Rewrite every line of the entries below as a Markdown table with two columns, No. and Line. Number the rows, skip blank lines, and omit the pictures.
·····
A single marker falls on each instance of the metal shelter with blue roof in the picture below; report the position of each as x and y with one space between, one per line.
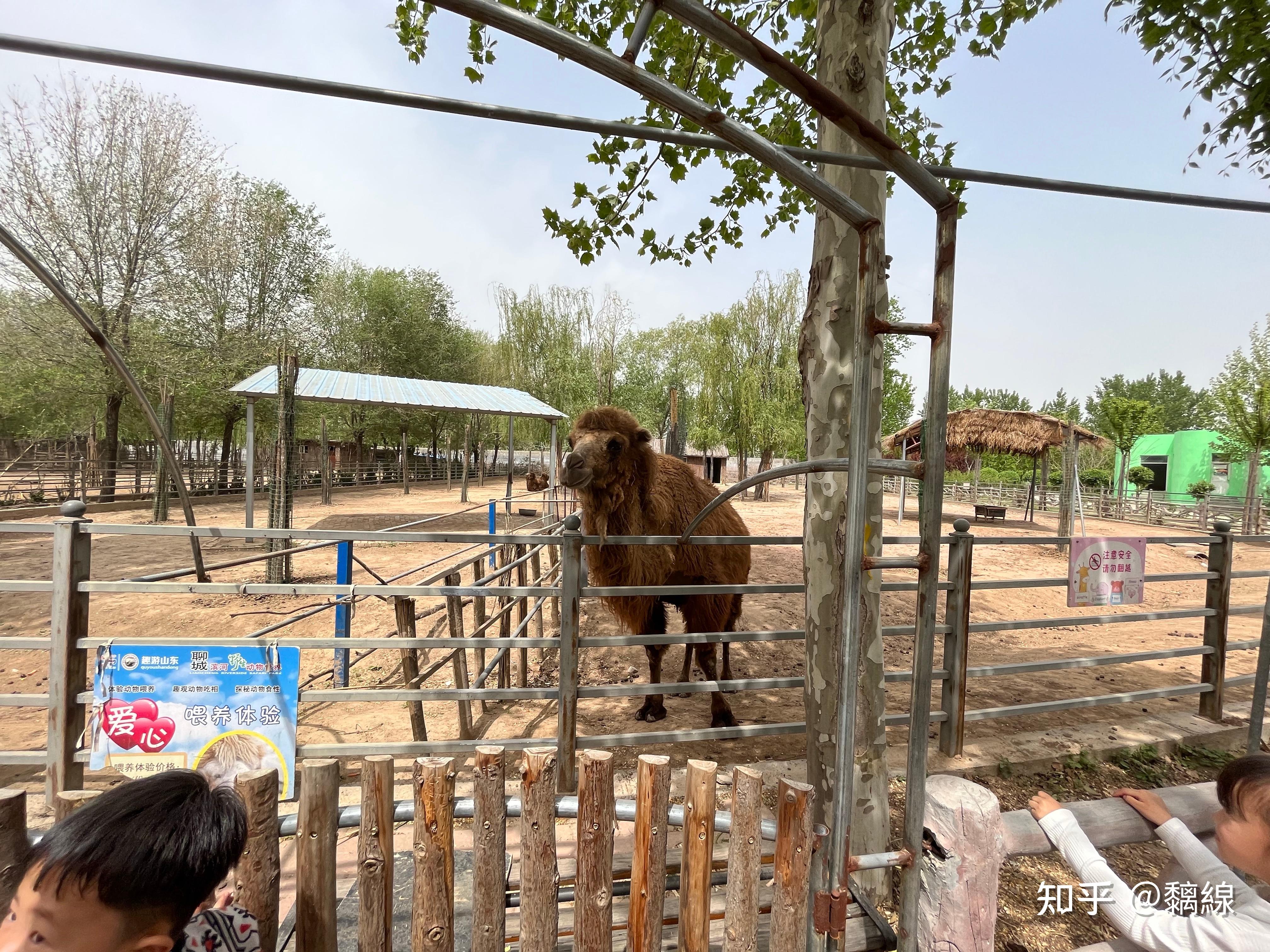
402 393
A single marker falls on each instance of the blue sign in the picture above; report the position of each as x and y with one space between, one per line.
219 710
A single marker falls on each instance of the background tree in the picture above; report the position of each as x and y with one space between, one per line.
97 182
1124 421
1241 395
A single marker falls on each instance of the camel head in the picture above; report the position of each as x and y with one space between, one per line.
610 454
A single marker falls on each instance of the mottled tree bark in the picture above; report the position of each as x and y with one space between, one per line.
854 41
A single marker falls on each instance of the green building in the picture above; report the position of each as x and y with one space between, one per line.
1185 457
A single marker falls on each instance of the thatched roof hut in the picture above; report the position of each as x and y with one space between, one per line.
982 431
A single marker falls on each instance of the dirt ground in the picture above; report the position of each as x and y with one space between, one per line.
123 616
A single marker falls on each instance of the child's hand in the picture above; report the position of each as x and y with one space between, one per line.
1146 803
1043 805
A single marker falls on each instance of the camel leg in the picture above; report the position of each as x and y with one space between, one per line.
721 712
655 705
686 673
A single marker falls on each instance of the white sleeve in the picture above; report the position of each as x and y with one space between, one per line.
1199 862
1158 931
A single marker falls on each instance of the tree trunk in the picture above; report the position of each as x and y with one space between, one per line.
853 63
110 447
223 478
·····
→ **RESPONSE TO THIS EXERCISE**
| No. | Line |
|---|---|
| 1 | A single marker falls on each instance of the metal shelter with blue roof in the picture below; report the position of each as x and y with one space between, one per line. |
| 2 | 402 393 |
| 3 | A single marker falls on each instance of the blue sign in the picture above; report the position of each as x and y with one space between, one per line. |
| 4 | 219 710 |
| 5 | A single marker falls on each instance of the background tree in the picture above; report the position of each as x and y with one space between, one per line. |
| 6 | 97 182 |
| 7 | 1124 421 |
| 8 | 1241 395 |
| 9 | A single marker falls on each instance of the camel head in the picture above; report the position of each as x and y with one space between, one per line. |
| 10 | 610 454 |
| 11 | A single marker falls on each instance of the mottled tree bark in the picture above; report the position of each as x and y with one space between, one per line. |
| 12 | 854 41 |
| 13 | A single marker falls on each instance of the green building in the picture above; report the position of each as x and y with one space between, one per line. |
| 14 | 1185 457 |
| 15 | A single marker falls on each instance of the thatched roof hut in the picture above; report the position of each as x and y with one space between, one per line. |
| 16 | 982 431 |
| 17 | A single marker falls on each instance of the dirt ground in the picture above; report the position of each as x and y with one space between, one per line. |
| 18 | 123 616 |
| 19 | A single marker falls on each instance of the child's hand in the picture above; report the position of each as x and y with one space between, one per line. |
| 20 | 1146 803 |
| 21 | 1043 805 |
| 22 | A single marker falls on each instance of the camel leg in the picture above; report the position of each as x and y with one space between, one per line. |
| 23 | 721 712 |
| 24 | 655 705 |
| 25 | 686 673 |
| 26 | A single marker falls on each instance of the white sleeve in the picture above; report the position of each as x and y with one space between, one per line. |
| 27 | 1199 862 |
| 28 | 1158 931 |
| 29 | A single marker falls on each instance of the tree trunk in the picture above; report the position of each as x and y with one space between, one per line. |
| 30 | 853 63 |
| 31 | 110 447 |
| 32 | 223 478 |